> **Brief**:
Report every line of the entries that contains the word "tree".

> **Supplied material**:
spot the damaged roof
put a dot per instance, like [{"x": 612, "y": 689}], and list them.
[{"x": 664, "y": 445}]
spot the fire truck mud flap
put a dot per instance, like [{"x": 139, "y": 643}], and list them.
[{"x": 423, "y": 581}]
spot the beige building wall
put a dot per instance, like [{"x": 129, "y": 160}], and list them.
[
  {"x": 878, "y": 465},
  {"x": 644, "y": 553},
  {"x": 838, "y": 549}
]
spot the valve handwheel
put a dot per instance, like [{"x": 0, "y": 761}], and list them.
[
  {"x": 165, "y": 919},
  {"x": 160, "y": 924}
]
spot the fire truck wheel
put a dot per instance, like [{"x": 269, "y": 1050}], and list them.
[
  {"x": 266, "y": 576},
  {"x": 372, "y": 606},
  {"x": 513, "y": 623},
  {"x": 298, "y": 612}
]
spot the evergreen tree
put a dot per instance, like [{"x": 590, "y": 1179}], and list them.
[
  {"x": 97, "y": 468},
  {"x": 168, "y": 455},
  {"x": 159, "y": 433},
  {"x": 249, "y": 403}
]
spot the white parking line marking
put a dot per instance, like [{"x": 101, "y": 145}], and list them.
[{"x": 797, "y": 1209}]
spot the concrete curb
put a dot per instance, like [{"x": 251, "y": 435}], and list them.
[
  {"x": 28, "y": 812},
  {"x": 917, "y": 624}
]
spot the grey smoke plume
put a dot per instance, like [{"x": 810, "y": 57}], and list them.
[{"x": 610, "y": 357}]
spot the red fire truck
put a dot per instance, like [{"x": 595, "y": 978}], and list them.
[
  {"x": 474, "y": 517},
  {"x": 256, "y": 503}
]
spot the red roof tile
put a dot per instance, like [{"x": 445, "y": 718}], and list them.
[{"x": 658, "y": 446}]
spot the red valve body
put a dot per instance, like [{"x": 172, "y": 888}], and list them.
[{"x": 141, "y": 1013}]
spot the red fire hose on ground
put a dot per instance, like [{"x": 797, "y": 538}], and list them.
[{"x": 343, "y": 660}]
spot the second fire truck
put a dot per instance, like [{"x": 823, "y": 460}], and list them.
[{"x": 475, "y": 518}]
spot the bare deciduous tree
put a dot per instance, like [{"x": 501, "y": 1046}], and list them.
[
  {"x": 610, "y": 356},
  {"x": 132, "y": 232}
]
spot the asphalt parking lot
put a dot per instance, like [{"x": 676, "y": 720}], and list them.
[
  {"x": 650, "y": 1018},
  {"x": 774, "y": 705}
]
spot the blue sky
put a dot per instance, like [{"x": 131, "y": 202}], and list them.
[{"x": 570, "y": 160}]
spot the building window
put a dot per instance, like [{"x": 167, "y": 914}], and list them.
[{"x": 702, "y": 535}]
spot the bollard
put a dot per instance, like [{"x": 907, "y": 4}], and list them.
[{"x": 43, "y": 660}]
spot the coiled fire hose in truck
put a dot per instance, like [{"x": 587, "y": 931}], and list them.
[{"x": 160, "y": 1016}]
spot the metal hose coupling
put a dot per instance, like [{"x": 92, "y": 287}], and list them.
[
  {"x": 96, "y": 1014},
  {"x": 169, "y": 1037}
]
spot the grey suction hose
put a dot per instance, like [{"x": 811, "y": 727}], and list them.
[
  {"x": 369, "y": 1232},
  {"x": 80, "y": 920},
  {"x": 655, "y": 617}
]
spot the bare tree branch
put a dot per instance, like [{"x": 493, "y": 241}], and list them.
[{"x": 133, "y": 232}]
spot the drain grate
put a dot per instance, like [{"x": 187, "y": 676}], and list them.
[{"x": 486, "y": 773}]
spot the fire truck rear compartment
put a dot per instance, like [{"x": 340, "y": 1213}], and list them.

> **Written response**:
spot the evergreen tree
spot the bare deciduous tree
spot the bare tree branch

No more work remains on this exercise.